Problem to work on.
Could you extract every entry below and reproduce it exactly?

Provided data.
○ ○ ○

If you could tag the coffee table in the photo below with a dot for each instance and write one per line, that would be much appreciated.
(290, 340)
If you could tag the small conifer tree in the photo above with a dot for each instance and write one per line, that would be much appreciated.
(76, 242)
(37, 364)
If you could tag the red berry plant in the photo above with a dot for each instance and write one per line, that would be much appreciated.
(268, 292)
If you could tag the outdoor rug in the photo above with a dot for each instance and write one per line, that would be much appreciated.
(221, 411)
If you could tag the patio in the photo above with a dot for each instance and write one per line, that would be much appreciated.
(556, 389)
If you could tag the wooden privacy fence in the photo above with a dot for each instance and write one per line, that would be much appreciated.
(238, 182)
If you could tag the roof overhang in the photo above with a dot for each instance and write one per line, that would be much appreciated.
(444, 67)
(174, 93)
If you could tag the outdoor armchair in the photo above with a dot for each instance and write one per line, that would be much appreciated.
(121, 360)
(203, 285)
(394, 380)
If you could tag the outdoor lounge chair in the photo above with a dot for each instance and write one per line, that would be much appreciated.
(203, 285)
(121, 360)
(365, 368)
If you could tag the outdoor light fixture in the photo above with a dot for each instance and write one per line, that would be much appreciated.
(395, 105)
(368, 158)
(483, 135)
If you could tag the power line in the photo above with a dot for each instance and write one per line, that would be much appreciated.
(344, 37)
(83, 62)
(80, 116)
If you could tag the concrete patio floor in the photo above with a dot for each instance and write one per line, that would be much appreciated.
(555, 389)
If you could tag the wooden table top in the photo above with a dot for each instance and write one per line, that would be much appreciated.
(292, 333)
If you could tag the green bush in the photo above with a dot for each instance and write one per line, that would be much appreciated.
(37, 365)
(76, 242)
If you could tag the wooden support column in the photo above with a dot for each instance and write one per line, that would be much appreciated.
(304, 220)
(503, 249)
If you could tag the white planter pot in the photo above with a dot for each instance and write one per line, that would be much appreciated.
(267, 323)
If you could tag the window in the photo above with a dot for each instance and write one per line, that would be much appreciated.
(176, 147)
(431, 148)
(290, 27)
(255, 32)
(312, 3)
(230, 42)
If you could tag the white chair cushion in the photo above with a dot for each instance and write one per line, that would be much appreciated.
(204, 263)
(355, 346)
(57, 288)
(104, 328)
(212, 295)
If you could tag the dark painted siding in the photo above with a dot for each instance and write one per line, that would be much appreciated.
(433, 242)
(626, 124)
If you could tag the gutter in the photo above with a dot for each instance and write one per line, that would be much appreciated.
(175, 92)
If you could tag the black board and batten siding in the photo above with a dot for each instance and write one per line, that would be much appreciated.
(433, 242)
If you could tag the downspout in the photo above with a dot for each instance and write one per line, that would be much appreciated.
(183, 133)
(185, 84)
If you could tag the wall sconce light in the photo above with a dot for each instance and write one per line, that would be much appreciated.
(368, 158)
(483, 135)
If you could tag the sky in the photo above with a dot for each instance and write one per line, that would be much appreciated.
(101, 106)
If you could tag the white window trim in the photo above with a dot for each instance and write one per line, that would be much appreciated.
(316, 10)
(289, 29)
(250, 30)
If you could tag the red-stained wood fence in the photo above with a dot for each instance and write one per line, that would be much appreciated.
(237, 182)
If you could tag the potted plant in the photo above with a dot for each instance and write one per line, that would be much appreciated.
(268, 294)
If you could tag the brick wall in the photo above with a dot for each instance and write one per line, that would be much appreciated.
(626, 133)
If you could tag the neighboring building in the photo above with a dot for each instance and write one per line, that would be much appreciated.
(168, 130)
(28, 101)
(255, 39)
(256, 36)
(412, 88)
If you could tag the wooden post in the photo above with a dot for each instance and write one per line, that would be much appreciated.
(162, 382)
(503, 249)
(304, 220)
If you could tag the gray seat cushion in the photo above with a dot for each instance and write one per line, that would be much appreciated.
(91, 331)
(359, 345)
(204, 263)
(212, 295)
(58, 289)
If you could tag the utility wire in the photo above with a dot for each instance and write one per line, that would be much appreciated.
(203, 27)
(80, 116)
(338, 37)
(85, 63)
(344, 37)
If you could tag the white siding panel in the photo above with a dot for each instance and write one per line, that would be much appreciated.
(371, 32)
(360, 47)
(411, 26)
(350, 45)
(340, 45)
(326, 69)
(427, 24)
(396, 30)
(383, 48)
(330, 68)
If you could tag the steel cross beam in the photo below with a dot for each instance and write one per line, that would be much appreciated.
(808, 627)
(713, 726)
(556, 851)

○ ○ ○

Solution to this problem.
If you could tag the coffee table in the photo below with a dot for each instance and write one per line, that would be much appreciated.
(290, 340)
If you could tag the small conifer tree in the photo above with a dot for each instance and write one per line, that would be much appreciated.
(76, 242)
(37, 364)
If you could tag the red berry plant in the photo above with a dot for each instance and write one per line, that would be much appreciated.
(268, 292)
If you could tag the outdoor rug in the photo above with a dot for each instance and write one per line, that would be much appreciated.
(221, 411)
If you could tag the patio in the photo above with a dot for each instance and write one per line, that would be much appreciated.
(556, 389)
If you could tag the wooden privacy fence in the photo above with a dot for each instance and write one per line, that would be much appreciated.
(238, 182)
If you could tag the roof overhang in the photo above with a dot for each instance and write one per line, that would be much appreciated.
(444, 67)
(174, 93)
If you could tag the outdoor armchair in the photo above with a dot for each instance and write one per line, that would be much appreciated.
(121, 360)
(203, 285)
(394, 380)
If you could tag the outdoor lounge chair in the photo above with a dot for each instance and write one per line, that would be much appreciated.
(203, 285)
(121, 360)
(365, 368)
If you could tag the outdoor light fixture in the photo above with a dot for each instance and write one per line, that would be much appreciated.
(395, 105)
(368, 158)
(483, 135)
If you could tag the power line in the photo above with a dot for each instance and write one per line, that would be much appreciated.
(344, 37)
(83, 62)
(80, 116)
If you could tag the concrete patio floor in the photo above with a dot for each instance and write one per line, that would be much appreciated.
(555, 389)
If you could tag the wooden table top in the photo above with a dot for each instance and write one per line, that would be much appreciated.
(292, 333)
If you could tag the green bush in the photo above with a dot for each instance and write one per line, that would be much appreciated.
(37, 365)
(76, 242)
If you could tag the wooden support column in the photo above with a dot for each instance and write one per line, that would be much appreciated.
(304, 220)
(503, 249)
If you could tag the white planter pot in the photo above with a dot for each instance and write one per line, that would be much appreciated.
(267, 323)
If you could tag the window in the photo above with a dot for each instance and write one per line, that would be much appreciated.
(176, 147)
(431, 148)
(290, 27)
(255, 32)
(312, 3)
(230, 42)
If you could tag the white chair cushion in the photo above with a dot for each instance and write one per line, that would be much appreciated.
(204, 263)
(355, 346)
(57, 288)
(104, 328)
(212, 295)
If you could tag the dark painted siding in the photo above with a dot for each instance and write one per line, that would be much appreciated.
(433, 242)
(626, 124)
If you could tag the gutter in the photo above with a dot for each instance and write one per line, that would be much appreciated.
(175, 92)
If you could tag the black board and batten siding in the photo above with a dot for each instance and write one per line, that would be much appreciated.
(433, 242)
If you could tag the downspout in the photo above with a dot for each instance and write one per line, that would be much appreciated.
(183, 133)
(185, 84)
If you could tag the wall sconce light in the photo above with a dot for each instance and write one per line, that would be much appreciated.
(368, 158)
(483, 135)
If you could tag the sky in the photo above with a dot for each instance and write one per line, that would be much appreciated.
(101, 106)
If you could tag the white window trim in the photo above with a dot for each instance and write one per line, that would be much appreciated.
(316, 10)
(289, 29)
(250, 30)
If you could tag the red-stained wood fence in the photo above with a dot for each instance and write one per line, that would be much appreciated.
(237, 182)
If you could tag the potted plant in the photo above with a dot for each instance and write one per line, that would be much appreciated.
(268, 294)
If you could tag the brick wall in the photo above with a dot for each instance and write one per line, that would be much appreciated.
(626, 133)
If you could tag the neighboring building in the photo above with a dot for each instance and write one per line, that would be much appreciated.
(168, 130)
(28, 101)
(255, 39)
(256, 36)
(412, 88)
If you could tag the wooden post in the photo above with a dot for each instance and write one per line, that would be much appreciated.
(162, 382)
(503, 249)
(304, 220)
If you could tag the gray seat cushion in the photo above with a dot for each instance and write one per line, that would be much appreciated.
(91, 331)
(359, 345)
(204, 263)
(212, 295)
(58, 289)
If you could tag the utility wire in the photo above with a dot for each instance and write one per line, that would be much appreciated.
(203, 27)
(80, 116)
(338, 37)
(85, 63)
(344, 37)
If you could tag the white siding panel in the photo above with a dot for each instance and write one per line, that would be much appreciated.
(371, 32)
(360, 47)
(411, 26)
(350, 45)
(340, 45)
(326, 69)
(427, 24)
(396, 30)
(383, 48)
(330, 68)
If you could tag the steel cross beam in the photo below with a dot for each instance and write one per line, that would be much appreciated.
(808, 627)
(713, 726)
(556, 851)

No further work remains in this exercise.